▶ DATASET RECORDS:
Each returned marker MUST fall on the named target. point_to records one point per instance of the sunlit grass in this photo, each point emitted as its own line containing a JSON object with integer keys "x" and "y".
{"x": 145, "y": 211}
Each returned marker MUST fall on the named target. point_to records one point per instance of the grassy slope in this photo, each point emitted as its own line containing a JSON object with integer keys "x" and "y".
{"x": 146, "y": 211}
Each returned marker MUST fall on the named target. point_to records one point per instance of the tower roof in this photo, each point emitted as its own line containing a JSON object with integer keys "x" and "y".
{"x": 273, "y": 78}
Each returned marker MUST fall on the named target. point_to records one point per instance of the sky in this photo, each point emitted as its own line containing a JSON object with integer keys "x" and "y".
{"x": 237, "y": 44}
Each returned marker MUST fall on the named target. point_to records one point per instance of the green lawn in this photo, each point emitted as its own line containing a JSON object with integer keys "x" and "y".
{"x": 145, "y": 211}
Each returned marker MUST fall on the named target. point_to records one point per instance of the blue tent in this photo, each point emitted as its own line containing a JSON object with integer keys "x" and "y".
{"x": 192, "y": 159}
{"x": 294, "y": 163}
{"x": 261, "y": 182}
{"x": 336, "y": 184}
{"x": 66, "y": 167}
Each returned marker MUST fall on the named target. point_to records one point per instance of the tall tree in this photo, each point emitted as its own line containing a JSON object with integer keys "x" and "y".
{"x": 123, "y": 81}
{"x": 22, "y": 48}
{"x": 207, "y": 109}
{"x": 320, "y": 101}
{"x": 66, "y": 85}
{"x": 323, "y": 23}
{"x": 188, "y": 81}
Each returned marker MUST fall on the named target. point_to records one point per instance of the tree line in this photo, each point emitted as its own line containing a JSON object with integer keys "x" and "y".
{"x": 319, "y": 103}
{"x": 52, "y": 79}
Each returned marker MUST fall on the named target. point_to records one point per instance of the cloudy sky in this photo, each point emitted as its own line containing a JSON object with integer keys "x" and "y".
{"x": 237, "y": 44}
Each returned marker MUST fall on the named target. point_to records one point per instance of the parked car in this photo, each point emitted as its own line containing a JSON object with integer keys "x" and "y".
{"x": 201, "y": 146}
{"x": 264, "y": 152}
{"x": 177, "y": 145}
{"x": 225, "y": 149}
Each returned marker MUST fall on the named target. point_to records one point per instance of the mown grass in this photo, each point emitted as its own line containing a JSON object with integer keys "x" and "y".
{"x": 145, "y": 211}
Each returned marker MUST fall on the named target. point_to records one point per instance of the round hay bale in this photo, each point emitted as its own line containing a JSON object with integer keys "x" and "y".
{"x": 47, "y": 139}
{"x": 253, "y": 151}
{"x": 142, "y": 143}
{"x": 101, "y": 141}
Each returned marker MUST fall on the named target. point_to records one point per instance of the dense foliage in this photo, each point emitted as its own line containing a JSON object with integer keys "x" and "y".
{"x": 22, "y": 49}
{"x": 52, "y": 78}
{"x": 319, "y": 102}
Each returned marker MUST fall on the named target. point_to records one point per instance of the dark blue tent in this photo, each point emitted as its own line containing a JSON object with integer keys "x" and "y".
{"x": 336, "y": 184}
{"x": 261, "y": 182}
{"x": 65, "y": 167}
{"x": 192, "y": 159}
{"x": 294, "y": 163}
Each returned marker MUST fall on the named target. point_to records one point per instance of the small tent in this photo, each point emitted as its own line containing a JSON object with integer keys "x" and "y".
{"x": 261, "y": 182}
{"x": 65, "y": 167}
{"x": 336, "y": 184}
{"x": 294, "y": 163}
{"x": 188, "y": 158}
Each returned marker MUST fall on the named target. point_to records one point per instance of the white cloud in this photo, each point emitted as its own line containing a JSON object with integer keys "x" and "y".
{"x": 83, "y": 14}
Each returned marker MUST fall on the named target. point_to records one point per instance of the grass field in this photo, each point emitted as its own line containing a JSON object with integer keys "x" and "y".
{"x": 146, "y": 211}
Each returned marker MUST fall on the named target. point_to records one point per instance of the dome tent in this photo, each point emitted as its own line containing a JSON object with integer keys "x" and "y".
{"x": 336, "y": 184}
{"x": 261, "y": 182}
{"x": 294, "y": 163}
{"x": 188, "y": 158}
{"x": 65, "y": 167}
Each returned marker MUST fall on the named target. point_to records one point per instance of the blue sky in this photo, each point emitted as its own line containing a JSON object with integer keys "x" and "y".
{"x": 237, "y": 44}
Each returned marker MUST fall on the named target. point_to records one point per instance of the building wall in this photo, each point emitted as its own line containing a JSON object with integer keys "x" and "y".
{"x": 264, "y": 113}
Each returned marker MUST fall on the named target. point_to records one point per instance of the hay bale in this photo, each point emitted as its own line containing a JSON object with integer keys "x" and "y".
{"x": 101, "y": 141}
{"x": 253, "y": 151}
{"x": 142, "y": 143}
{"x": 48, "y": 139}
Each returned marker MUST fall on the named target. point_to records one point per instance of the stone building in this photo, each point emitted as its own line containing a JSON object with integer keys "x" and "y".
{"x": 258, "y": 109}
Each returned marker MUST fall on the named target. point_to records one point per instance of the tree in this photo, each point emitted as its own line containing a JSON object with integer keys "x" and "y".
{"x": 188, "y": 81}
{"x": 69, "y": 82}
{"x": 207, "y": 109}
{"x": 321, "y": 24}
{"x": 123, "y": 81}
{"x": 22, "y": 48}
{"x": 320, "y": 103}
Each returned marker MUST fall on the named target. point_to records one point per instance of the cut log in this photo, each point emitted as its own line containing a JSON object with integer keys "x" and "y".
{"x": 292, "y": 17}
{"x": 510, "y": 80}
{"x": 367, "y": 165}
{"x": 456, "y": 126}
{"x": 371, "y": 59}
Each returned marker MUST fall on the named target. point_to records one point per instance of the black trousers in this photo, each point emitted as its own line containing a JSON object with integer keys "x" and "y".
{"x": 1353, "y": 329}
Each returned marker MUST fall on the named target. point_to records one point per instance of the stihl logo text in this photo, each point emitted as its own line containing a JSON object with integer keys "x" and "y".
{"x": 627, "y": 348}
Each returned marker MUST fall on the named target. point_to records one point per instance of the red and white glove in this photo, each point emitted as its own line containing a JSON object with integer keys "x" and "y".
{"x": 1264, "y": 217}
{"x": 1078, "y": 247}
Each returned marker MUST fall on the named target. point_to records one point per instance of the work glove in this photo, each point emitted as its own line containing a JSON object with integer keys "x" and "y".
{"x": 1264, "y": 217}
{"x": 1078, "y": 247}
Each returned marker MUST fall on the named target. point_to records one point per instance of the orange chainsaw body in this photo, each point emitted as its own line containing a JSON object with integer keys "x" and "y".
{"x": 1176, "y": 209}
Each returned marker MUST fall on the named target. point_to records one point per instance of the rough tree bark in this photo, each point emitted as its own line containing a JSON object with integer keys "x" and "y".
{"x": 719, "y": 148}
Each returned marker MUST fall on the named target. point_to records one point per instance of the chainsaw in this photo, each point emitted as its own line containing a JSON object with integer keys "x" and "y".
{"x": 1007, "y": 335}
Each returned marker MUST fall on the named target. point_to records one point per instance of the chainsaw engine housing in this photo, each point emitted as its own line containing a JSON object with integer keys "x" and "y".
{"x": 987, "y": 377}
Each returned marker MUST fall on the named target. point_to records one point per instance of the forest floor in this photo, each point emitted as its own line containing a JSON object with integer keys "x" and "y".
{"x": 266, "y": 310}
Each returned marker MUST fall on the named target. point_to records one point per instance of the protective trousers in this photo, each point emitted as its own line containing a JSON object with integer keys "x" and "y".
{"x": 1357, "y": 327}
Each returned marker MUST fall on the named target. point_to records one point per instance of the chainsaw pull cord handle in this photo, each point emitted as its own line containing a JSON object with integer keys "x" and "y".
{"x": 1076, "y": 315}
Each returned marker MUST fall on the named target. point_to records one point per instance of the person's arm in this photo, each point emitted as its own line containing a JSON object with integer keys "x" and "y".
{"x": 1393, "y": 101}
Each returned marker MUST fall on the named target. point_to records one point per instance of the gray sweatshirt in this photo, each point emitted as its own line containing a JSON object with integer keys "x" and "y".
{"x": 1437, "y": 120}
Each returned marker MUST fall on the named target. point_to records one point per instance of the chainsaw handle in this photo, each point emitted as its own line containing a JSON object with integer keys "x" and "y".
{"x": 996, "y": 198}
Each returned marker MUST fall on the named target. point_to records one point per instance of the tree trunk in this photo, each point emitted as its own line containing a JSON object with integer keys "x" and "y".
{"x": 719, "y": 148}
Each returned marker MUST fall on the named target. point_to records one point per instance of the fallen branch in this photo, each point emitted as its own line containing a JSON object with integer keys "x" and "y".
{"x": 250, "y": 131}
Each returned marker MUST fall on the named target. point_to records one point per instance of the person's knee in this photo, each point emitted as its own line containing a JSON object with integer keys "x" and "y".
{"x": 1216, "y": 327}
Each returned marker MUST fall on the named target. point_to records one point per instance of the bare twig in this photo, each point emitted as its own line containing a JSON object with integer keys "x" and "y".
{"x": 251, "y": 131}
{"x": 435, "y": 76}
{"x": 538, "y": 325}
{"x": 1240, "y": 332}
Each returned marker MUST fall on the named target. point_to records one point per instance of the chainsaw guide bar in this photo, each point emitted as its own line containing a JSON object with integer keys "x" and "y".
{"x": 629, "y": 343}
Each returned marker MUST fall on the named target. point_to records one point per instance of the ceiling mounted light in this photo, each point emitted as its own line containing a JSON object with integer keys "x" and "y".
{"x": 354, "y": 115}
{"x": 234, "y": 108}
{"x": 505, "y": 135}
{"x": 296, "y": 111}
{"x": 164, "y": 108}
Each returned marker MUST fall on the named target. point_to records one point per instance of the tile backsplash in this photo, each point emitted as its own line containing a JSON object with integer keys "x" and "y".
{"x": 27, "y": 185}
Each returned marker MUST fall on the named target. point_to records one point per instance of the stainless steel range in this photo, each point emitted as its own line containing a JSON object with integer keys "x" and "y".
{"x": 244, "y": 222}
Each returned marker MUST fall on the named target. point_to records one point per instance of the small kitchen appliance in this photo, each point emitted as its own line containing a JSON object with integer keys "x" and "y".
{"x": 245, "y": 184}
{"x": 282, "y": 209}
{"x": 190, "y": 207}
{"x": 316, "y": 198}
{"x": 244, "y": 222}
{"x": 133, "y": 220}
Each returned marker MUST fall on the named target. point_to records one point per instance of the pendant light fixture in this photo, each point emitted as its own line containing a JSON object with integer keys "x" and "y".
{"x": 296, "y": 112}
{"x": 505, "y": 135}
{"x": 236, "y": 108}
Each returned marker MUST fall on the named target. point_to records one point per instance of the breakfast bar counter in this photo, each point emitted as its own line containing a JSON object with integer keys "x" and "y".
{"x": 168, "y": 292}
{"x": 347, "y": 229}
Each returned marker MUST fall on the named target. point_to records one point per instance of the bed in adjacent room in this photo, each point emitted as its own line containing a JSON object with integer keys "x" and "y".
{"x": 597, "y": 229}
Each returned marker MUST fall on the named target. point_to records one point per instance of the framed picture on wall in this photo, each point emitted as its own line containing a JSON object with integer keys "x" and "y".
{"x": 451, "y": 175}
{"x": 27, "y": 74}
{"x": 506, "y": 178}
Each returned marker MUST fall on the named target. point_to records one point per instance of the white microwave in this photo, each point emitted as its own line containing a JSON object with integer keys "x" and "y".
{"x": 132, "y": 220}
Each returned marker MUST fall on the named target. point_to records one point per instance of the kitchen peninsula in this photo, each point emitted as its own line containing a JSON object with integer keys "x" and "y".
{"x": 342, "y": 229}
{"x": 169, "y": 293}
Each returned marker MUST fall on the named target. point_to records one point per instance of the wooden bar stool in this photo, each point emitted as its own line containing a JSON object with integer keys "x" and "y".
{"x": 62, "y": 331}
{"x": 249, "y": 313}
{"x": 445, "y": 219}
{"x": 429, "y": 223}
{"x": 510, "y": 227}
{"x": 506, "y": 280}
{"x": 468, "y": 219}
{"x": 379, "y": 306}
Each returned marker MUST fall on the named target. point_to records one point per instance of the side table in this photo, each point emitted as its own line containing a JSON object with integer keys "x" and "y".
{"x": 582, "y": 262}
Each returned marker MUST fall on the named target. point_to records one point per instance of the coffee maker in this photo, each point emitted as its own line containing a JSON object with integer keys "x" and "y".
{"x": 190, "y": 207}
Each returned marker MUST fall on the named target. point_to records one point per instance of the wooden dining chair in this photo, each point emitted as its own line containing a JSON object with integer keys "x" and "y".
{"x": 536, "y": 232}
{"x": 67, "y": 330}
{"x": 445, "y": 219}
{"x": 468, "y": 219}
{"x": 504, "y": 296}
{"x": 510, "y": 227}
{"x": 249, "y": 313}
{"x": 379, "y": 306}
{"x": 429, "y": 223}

▶ WHAT IS ASKED:
Find the line containing "the wooden bar". Reproduce it exactly, along with every line after it through the last.

▶ ANSWER FOR THIS EXERCISE:
Each returned marker MUST fall on the named target. point_to records one point per instance of the wooden bar stool in this photo, each point emitted as its own line containing a JSON object with integer keys "x" and "y".
{"x": 62, "y": 331}
{"x": 249, "y": 313}
{"x": 445, "y": 219}
{"x": 429, "y": 223}
{"x": 510, "y": 227}
{"x": 506, "y": 280}
{"x": 468, "y": 219}
{"x": 379, "y": 306}
Each returned marker MUST fall on the named target. point_to records one point per instance of the side table in this photo, each point emitted as its own line containing a JSON object with integer keys "x" and "y".
{"x": 582, "y": 262}
Each returned marker MUST fall on the named target. point_to records one point per instance of the coffee maker in this photo, each point emitted as its own line containing a JSON object with integer keys "x" and "y".
{"x": 190, "y": 207}
Each returned marker MUST fall on the named target. point_to records one point per instance of the wooden dining chair in this photo, each point emitted as its own line containing a JSON object with integer keys "x" and "y".
{"x": 536, "y": 232}
{"x": 67, "y": 330}
{"x": 445, "y": 219}
{"x": 468, "y": 219}
{"x": 504, "y": 296}
{"x": 510, "y": 227}
{"x": 249, "y": 313}
{"x": 379, "y": 306}
{"x": 429, "y": 223}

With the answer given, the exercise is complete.